Янош Корнай
Размышления о капитализме

   János Kornai
   Gondolatok a kapitalizmusröl
   2011

Предисловие к русскому изданию

   Надеюсь, моя новая книга вызовет резонанс не только в умах, но и в сердцах российских читателей.
   В сборник вошли четыре работы. Предмет первого исследования – инновация. Важнейшее свойство капиталистической системы в сфере экономики – это сильнейший стимул, который она создает для развития инновационных процессов. Во времена социализма в Советском Союзе тоже было немало выдающихся изобретателей и ученых, блестящих умов, но результаты их интеллектуальных достижений не находили массового практического применения и широкого коммерческого использования.
   Я не раз пересматривал шедевр Тарковского – фильм «Андрей Рублев»; каждая сцена этого фильма вызывает у зрителя самые разнообразные мысли. Как-то раз во время просмотра во мне взыграл экономист. В первой сцене русский крестьянин Ефим сооружает примитивный воздушный шар и взлетает. «Лечу, лечу!» – кричит он с восхищением. Через несколько минут полета Ефим падает вниз. Этот эпизод мог бы служить символом выдающейся русской творческой энергии, новаторской смелости и трагического провала.
   В эпизоде «Колокол» великий князь хочет отлить колокол, но все, кто владел этим непростым мастерством, умерли. Бориска, сын знаменитого литейщика, утверждает, будто отец раскрыл ему секрет колокольной меди, получает разрешение и принимается за работу. Если к художественному произведению, изображающему сюжет из средневековой истории, можно применить современную экономическую терминологию и это не будет воспринято как богохульство: Бориска – истинный инноватор, он соединяет и заставляет работать материальные ресурсы, людей и интеллектуальный потенциал – профессиональное знание. Он истинный гений организации. И одновременно с этим – технический гений, ведь в финале выясняется, что отец никакого секрета ему не передавал и юноша сам почувствовал, как надо выполнить это невероятно сложное задание. Колокол издает звон, князь и двор уезжают праздновать, а Бориска остается один и начинает биться в истерике. Конечно, речь не об эпохе Билла Гейтса и Стива Джобса, когда гениального инноватора защищают слава и почет и он становится очень богатым человеком.
   Сегодня в России функционирует капиталистическая система. Я с нетерпением жду работ российских коллег о том, что происходит в стране сейчас. Повторяют ли русские инноваторы судьбу Ефима и Бориски, или уже стали появляться Биллы Гейтсы и Стивы Джобсы?

→ Что нужно сделать
A – Кратко перескажите абзац предисловия, который начинается словами «В эпизоде „Колокол“ великий князь». Главные факты должны сохраниться.
B – Переведите на английский язык следующее предложение из предисловия: «Повторяют ли русские инноваторы судьбу Ефима и Бориски, или уже стали появляться Биллы Гейтсы и Стивы Джобсы?»

→ Перечень данных
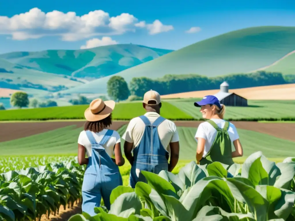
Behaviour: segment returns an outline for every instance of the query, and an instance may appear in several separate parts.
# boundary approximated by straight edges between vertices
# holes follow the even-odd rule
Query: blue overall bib
[[[86,131],[92,150],[82,184],[82,211],[92,216],[96,215],[94,207],[100,206],[102,197],[105,205],[109,210],[112,190],[123,185],[119,167],[102,146],[109,139],[113,131],[108,130],[99,144],[91,131]]]
[[[140,142],[133,150],[134,161],[129,178],[129,185],[132,188],[139,181],[147,182],[140,171],[158,174],[163,170],[168,170],[169,158],[169,153],[162,145],[158,134],[158,126],[165,119],[160,116],[152,123],[145,116],[139,117],[145,128]]]

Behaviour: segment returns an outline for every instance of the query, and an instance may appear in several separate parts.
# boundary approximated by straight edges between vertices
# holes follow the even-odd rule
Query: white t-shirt
[[[223,128],[224,127],[225,121],[224,120],[214,118],[211,120],[215,122],[219,128]],[[231,123],[230,123],[227,132],[230,136],[230,140],[232,142],[239,138],[236,127]],[[196,133],[195,138],[197,142],[197,138],[204,138],[206,140],[204,154],[203,154],[203,157],[210,150],[217,135],[217,131],[208,122],[205,121],[200,124],[197,130],[197,132]]]
[[[96,133],[91,131],[94,139],[96,141],[97,144],[99,143],[101,141],[104,135],[106,134],[108,129],[104,129],[102,131],[97,133]],[[102,146],[104,148],[106,152],[111,158],[114,158],[114,149],[115,145],[116,144],[120,143],[121,141],[120,135],[119,133],[116,131],[114,131],[113,134],[106,143]],[[78,143],[79,144],[83,145],[86,149],[86,154],[89,157],[91,156],[92,149],[91,148],[91,143],[89,141],[88,138],[86,135],[86,132],[85,131],[83,131],[80,133],[80,135],[78,138]]]
[[[144,115],[152,123],[160,116],[159,114],[155,112],[148,112]],[[134,149],[139,144],[145,128],[145,124],[139,117],[133,118],[130,121],[122,138],[127,142],[133,143]],[[175,124],[166,119],[159,125],[158,129],[159,137],[162,145],[170,154],[171,152],[169,143],[179,141]]]

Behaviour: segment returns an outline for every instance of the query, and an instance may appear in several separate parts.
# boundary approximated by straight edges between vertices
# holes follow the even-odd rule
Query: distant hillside
[[[78,78],[98,78],[172,51],[129,44],[76,50],[13,52],[0,55],[0,58],[32,70]]]
[[[295,27],[250,28],[199,42],[114,75],[122,76],[129,82],[134,77],[155,79],[168,74],[214,77],[248,73],[270,65],[294,50]],[[63,93],[105,93],[110,77]]]
[[[285,75],[295,75],[295,50],[271,65],[259,70],[271,72],[280,72]]]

→ Решения задач
A – В эпизоде «Колокол» великий князь хочет отлить колокол, но все мастера литья умерли. Бориска, сын знаменитого литейщика, утверждает, что отец открыл ему секрет колокольной меди, и получает разрешение на работу. Если говорить современным экономическим языком, он истинный инноватор и гений организации: он соединяет материальные ресурсы, людей и профессиональное знание. Кроме того, он технический гений. В финале выясняется, что отец никакого секрета ему не передавал и юноша сам почувствовал, как выполнить задание. Колокол звонит, князь и двор уезжают праздновать, а оставшийся один Бориска бьется в истерике. Это не эпоха Билла Гейтса и Стива Джобса, когда гениального инноватора защищают слава и почет и он становится очень богатым.

B – Are Russian innovators repeating the fate of Efim and Boriska, or have Bill Gateses and Steve Jobses already begun to appear?